----- Document passage
'SAID' Development of New Standard for Display-based Proofing
ROSEMONT, Ill.—The Graphic Communication Institute at Cal Poly (GrCI) has proposed development of a new industry standard entitled Specifications for the Application of Image Displays (SAID). Speaking at the International Prepress Association's 2005 Technical Conference in Rosemont IL, the director of the Graphic Communication Institute made the first public announcement of this ground-breaking research effort on June 8, 2005.
The goal of the SAID project is to develop a new industry standard for evaluating computer displays, video cards and software used in the reproduction of color-accurate images (a process also known as "soft proofing"). SAID aims to provide an objective, measurable methodology to assess the performance and proper application of display-based proofing equipment and methods.
"Current methods of display certification rely upon subjective visual evaluations and imprecise data built upon a 30 year-old color measurement system that is widely regarded as inadequate," notes Hal Hinderliter, director of the Graphic Communication Institute at Cal Poly. "By basing the SAID standard on the latest developments in color science, we can leverage the certainty of objective color measurements to provide traceability for our computer display evaluations."
In addition to serving the needs of the graphic arts industry, Specifications for the Application of Image Displays will be applicable to the fast-growing markets of digital video, filmmaking, medical imaging and game development. Coordinating evaluation methods across all these areas of interest will assure that printing companies and graphic designers can continue to exert influence upon the development of new display technologies.
According to Hinderliter, "Manufacturers are beginning to introduce wide-gamut displays, 10-bit video processing and other new technologies that are not supported by current proofing workflows. GrCI's most important objective will be to create a standard that can be extended in order for improved hardware and software to be utilized; to "future-proof" the practice of display-based color evaluation."
----------
Please state the date on which the SAID proofing standard article says the project was first announced publicly.
----- Given data
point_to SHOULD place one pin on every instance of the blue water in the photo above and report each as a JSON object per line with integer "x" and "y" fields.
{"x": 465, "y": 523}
----------
| Output of the exercise |
June 8, 2005